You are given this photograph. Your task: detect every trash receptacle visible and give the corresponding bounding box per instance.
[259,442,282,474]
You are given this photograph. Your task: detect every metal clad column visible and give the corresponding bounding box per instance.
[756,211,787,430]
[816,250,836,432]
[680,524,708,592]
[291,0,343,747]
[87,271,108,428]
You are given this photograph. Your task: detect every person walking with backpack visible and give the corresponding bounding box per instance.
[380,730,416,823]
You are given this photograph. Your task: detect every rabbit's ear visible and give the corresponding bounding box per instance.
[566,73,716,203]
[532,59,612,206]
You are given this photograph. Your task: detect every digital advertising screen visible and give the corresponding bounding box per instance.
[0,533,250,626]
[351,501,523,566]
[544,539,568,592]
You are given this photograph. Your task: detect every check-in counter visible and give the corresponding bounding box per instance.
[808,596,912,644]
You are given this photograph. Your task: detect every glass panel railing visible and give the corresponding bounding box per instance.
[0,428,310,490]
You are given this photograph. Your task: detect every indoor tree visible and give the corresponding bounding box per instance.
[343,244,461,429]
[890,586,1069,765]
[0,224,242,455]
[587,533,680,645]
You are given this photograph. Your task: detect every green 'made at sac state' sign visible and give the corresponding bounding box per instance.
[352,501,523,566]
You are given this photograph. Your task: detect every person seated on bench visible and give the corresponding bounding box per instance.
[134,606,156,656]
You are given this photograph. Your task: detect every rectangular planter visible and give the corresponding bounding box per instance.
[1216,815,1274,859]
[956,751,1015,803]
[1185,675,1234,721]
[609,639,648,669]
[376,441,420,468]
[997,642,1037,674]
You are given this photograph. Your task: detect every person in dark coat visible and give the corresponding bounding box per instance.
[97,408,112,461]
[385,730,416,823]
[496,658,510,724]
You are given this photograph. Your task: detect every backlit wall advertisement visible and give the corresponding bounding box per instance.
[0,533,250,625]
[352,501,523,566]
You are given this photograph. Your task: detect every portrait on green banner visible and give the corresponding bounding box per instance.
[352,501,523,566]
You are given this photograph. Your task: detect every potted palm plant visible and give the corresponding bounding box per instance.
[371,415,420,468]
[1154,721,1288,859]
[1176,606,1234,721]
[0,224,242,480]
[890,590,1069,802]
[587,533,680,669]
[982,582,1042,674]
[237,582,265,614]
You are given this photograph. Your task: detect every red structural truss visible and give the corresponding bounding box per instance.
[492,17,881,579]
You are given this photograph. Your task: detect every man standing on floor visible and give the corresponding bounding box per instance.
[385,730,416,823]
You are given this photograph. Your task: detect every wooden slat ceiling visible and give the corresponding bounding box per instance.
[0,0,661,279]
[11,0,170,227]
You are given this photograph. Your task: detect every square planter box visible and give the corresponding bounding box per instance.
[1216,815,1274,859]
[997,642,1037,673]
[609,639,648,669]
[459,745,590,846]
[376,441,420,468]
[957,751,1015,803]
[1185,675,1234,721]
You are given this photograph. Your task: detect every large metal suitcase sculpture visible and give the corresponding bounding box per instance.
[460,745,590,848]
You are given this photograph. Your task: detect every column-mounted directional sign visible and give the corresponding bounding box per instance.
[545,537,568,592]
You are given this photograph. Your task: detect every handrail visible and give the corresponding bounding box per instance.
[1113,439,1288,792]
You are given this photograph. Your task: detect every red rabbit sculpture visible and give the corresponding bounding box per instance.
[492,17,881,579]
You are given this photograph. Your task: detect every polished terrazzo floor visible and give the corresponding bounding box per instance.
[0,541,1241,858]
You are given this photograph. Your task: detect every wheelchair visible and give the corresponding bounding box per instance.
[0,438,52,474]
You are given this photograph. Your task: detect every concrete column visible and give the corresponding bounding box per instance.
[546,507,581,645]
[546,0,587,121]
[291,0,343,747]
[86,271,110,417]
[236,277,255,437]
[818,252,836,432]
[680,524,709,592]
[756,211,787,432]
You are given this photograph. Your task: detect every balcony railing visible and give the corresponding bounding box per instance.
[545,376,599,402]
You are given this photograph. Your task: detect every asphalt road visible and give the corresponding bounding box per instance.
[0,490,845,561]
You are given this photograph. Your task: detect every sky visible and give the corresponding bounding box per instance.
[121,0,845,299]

→ Petunjuk dan Ketentuan: Salin kembali semua baris pada seluruh item di atas tanpa mengubah satu karakter pun.

→ Keluaran yang Benar:
You are given this photograph. Your task: detect every trash receptacle visible and give the corresponding bounding box per instance.
[259,442,282,474]
You are given this photograph. Your task: detect every metal clad column visible and give the corresponding bounding box per instance.
[756,211,787,430]
[816,250,836,432]
[680,524,708,592]
[291,0,343,747]
[87,271,108,428]
You are given this photograph. Your task: detect every person walking with backpack visible and give the corresponding bounding box per instance.
[380,730,416,823]
You are given this photograph. Your task: detect every rabbit's ear visible and give the corresponding bounding box per instance.
[566,73,716,203]
[532,59,612,206]
You are given this photograph. Your task: detect every digital advertising screen visible and give the corresponding bounding box per instance.
[0,533,250,626]
[351,501,523,566]
[544,539,568,592]
You are given this photograph. Your task: detect every check-in counter visible and give the corresponding bounding box per instance.
[808,596,912,644]
You are given this photograph. Your task: detect every glass panel railing visible and give the corresponding bounding box per instance.
[0,428,310,490]
You are given this photograph. Your task: detect every indoor tree visible and give the corresponding bounding box per instance.
[343,244,461,429]
[890,586,1069,765]
[0,224,242,455]
[587,533,680,645]
You are given this photograph. Your task: detect every green 'made at sac state' sign visible and give the corresponding bounding box per instance.
[352,501,523,566]
You are given this photograph. Your task: detect every person seated on bench visible and give the corresponding bounding box per instance.
[134,606,156,656]
You are given this photograph. Your task: detect every rectangular planter visible and give the corresponding bounding box per instance.
[1216,815,1274,859]
[956,751,1015,803]
[1185,675,1234,721]
[609,639,648,669]
[376,441,420,468]
[997,642,1037,674]
You are given this photograph. Your task: detect every person in dark coat visible and give the corresponding bounding box per instance.
[97,408,112,461]
[385,730,416,823]
[496,658,510,724]
You are given this photograph. Your task: detect every backlit wall advertisement visible and give the corresponding bounding box per instance.
[0,533,250,625]
[352,501,523,566]
You are given this photograph. Your task: detect every portrait on green banner visible and give the corresponding bounding box per instance.
[352,501,523,566]
You are given this photograph. Your task: detect every potted palm plant visible and give the corresponding bounding box per instance.
[371,415,420,468]
[1154,721,1288,859]
[1176,606,1234,721]
[0,224,242,480]
[890,590,1069,802]
[587,533,680,669]
[982,582,1042,674]
[237,582,265,614]
You are given this photograph. Your task: detect every red structural truss visible and give the corresponding bounding box per instance.
[492,17,881,579]
You are given this photograph. Your task: detect every man standing on floor visible and give the corresponding bounding box per instance.
[385,730,416,823]
You are given this photograph. Your task: detect every wooden slat ceiling visible and give the corresponding bounding box per instance.
[0,0,661,279]
[11,0,170,227]
You are given this photograph. Your task: detect every square planter box visible and give the corresponding bounding box per instance.
[1216,815,1274,859]
[997,642,1037,673]
[609,639,648,669]
[459,745,590,846]
[376,441,420,468]
[957,751,1015,803]
[1185,675,1234,721]
You are given this photograph. Your task: detect every large metal suitcase sculpture visible and give the corresponding bounding box per instance.
[460,745,590,848]
You are given this photograph. Your task: detect every column-mounted directional sign visible and give the corresponding bounding box per instance.
[545,537,568,592]
You are given this photograph. Your task: detect every handrail visible and give the corresponding bounding box per instance.
[1113,439,1288,792]
You are given this photograph. Your task: detect every red rabbit sculpture visible and give the corresponding bounding box per instance.
[492,17,881,579]
You are given this photograph. Your task: detect every polished terrazzo floor visible and give the corresponding bounding box per instance.
[0,541,1241,858]
You are given this photograph. Your task: detect every wheelchair visible and give the corresponding bounding box per instance.
[0,438,52,474]
You are given this photograph. Your task: detect every concrete column visible and give the corresponding bounding box per instance.
[546,507,581,645]
[546,0,587,121]
[291,0,343,747]
[86,271,110,417]
[236,277,255,437]
[818,252,836,432]
[680,524,709,592]
[756,211,787,432]
You are given this photograph. Your task: detect every balcony railing visible and give the corresponding bounding box per instance.
[545,376,599,402]
You are given this photograph. Your task: detect every asphalt road visible and give the corresponding bounding box per instance.
[0,490,845,561]
You are given this photograph. Your task: detect every sky visible and give the corresponding bounding box per instance.
[121,0,845,299]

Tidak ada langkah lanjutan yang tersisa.